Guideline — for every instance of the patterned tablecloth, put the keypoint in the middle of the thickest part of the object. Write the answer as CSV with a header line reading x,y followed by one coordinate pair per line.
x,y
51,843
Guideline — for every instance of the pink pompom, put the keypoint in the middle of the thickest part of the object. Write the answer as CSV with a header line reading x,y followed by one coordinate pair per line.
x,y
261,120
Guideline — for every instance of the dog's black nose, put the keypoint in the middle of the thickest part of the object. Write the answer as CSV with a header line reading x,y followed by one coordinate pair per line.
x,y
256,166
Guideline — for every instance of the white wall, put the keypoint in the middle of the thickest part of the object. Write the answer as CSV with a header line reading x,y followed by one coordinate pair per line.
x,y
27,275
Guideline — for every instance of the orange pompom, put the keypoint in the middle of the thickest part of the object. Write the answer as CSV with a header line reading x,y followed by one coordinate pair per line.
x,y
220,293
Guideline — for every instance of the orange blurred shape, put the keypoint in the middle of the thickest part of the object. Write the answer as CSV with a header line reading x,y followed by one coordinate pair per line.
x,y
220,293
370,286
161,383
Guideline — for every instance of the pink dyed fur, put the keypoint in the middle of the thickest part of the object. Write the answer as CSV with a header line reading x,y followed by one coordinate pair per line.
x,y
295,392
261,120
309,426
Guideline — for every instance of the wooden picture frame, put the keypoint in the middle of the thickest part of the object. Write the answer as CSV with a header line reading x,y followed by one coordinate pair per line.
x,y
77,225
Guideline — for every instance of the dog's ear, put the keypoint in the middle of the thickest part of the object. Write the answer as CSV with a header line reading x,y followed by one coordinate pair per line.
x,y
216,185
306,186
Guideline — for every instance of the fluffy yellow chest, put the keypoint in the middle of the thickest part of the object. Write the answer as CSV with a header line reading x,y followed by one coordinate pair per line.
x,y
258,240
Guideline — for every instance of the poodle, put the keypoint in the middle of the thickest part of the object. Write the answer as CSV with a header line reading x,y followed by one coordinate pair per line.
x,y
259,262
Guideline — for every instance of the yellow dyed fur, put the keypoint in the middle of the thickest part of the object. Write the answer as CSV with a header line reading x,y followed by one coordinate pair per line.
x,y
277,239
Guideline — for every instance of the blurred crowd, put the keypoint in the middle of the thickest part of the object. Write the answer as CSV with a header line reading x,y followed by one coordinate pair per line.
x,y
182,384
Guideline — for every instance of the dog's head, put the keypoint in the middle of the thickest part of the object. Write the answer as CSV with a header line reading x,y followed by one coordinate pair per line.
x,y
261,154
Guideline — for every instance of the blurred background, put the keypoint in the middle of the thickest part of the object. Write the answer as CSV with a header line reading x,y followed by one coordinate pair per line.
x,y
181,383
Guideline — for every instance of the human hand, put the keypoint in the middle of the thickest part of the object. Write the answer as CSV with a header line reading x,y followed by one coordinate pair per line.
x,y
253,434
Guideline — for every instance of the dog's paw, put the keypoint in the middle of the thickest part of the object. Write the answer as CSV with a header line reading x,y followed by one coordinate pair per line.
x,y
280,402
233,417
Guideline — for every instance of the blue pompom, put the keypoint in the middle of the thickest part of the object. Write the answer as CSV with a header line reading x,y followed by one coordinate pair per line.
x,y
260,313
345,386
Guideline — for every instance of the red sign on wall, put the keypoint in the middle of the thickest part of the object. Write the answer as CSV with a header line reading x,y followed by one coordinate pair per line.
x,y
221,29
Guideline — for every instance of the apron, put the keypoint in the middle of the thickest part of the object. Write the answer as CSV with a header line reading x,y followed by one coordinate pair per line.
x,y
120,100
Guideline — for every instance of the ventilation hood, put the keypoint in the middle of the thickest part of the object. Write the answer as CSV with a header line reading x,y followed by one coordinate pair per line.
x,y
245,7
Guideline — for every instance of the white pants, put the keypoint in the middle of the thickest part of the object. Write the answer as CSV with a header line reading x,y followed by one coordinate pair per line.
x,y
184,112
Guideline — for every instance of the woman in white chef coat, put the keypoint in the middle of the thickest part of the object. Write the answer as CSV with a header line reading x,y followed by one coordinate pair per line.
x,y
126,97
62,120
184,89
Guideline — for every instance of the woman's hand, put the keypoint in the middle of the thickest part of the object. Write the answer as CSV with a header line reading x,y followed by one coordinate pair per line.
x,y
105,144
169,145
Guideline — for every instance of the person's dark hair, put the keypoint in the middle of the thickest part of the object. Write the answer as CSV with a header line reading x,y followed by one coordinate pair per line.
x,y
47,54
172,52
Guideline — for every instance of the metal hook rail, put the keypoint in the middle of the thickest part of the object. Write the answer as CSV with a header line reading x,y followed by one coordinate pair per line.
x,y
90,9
━━━━━━━━━━━━━━━━━━━━━━━━━━━━━━
Return all of the material verbatim, with no line left out.

### YOUR SOLUTION
Guideline — for every instance of the patterned tablecloth, put the keypoint in the middle of the thickest part of the object. Write the answer as CSV with a header line reading x,y followed by one coordinate pair per line.
x,y
51,843
Guideline — for every instance of the pink pompom, put the keypoint in the middle of the thickest part of the object. Write the answer as CSV with a header line reading x,y followed by one coordinate pair per line.
x,y
261,120
Guideline — for every instance of the dog's black nose, put the keypoint in the middle of the thickest part of the object. Write the answer as CSV with a header line reading x,y followed by one coordinate pair per line.
x,y
256,166
Guideline — for every instance of the white wall, put the keypoint in the middle of the thickest part of the object. Write the answer as CSV with a header line reading x,y followed by one coordinate pair per line.
x,y
27,275
Guideline — for every instance of the orange pompom, put the keypoint in the middle of the thickest part of the object. Write the answer as CSV with a header line reading x,y followed by one coordinate pair per line.
x,y
220,293
Guideline — for every instance of the orange blurred shape, put the keypoint in the middle of the thickest part of the object. Write the answer as CSV with a header line reading x,y followed by one coordinate pair per line.
x,y
220,293
370,286
161,383
Guideline — for every instance of the pink dyed fur, put the keypoint in the middle of the thickest part of the object. Write the answer as CSV with a header line reading x,y followed by one coordinate pair per line.
x,y
295,392
261,120
309,426
Guideline — for every instance of the wooden picture frame, put the keypoint in the middle of the thickest part of the object. Write the answer as CSV with a header line reading x,y followed by one coordinate pair per line.
x,y
77,225
Guideline — for every instance of the dog's ear, put the keypoint in the middle of the thickest part of the object. Write the answer as CSV with a header line reading x,y followed by one coordinate pair per line.
x,y
216,185
306,186
Guideline — for every instance of the fluffy yellow chest, put the keypoint in the middle of the thickest part of the object. Write the answer as CSV with a header line reading x,y followed by one coordinate pair per line.
x,y
258,240
Guideline — for every instance of the poodle, put the keypoint in the middle of the thickest part of the object. Write the answer as CSV with a header line reading x,y followed by one coordinate pair per line.
x,y
259,262
Guideline — for every instance of the yellow dyed fur, put the keypoint in the middle of the thickest part of the object. Write the answer as CSV with a header line reading x,y followed by one coordinate pair per line.
x,y
277,239
Guideline — for every instance of the blurred crowd, put the keypoint in the middle of the thickest part of the object. Write the answer as CSV with a header line reading x,y followed by one coordinate pair per line.
x,y
182,384
Guideline — for every instance of the dog's head, put the keypoint in the middle of the thickest part of the object. Write the answer as CSV with a header line reading x,y followed by one coordinate pair per line.
x,y
261,154
Guideline — for every instance of the blurred background, put the keypoint in the middle of the thickest part of the object. Write the answer as CSV with a header line reading x,y followed by one coordinate pair per line.
x,y
181,383
Guideline — for every instance of the human hand, put the keypoint in the middle of the thickest part of the object. Write the answer as CSV with a header line reading x,y followed by one coordinate pair per line.
x,y
253,434
Guideline — for every instance of the dog's paw, put the keypoint in the middle of the thickest part of the object. Write the answer as CSV with a header line reading x,y followed by one coordinate pair per line.
x,y
280,402
233,417
Guideline — for every instance of the blue pompom, put the keypoint in the middle of the thickest part of the object. Write the answer as CSV with a header line reading x,y followed by one coordinate pair per line.
x,y
260,313
345,386
Guideline — for every instance of the red sign on wall, put the keypoint in the middle of the thickest part of the object. Write the answer as CSV with a header line reading x,y followed by one coordinate pair per line.
x,y
221,29
Guideline — for every instance of the apron, put the keypoint in the middle of the thickest part of the object. Write the answer as CSV with a header line reading x,y followed by one coordinate pair per line.
x,y
120,100
Guideline — for every instance of the ventilation hood, put the keypoint in the middle of the thickest part of the object. Write the answer as CSV with a header line reading x,y followed by one coordinate pair per line.
x,y
245,7
Guideline — for every instance of the white pants, put the keypoint in the middle of the thickest part of the object. Write the answer as CSV with a header line reading x,y followed by one coordinate pair per line.
x,y
184,112
Guideline — for every instance of the woman in white chef coat, put the keypoint in the middle of the thickest part of the object. Write the answer as CSV with a header line reading x,y followed by one coordinate pair per line.
x,y
126,97
62,120
184,89
Guideline — for every instance of the woman's hand, put the keypoint in the middle of the thickest part of the object. Write the answer as CSV with a header line reading x,y followed by one coordinate pair per line.
x,y
105,144
169,145
Guideline — for every instance of the person's dark hair, put the keypoint in the middle of the thickest part of the object. Write the answer as CSV with a header line reading x,y followed by one coordinate pair per line.
x,y
47,54
172,52
Guideline — for every instance of the metal hook rail, put the keypoint in the middle of the thickest part of the object. Write the answer as CSV with a header line reading x,y followed by one coordinate pair per line.
x,y
90,9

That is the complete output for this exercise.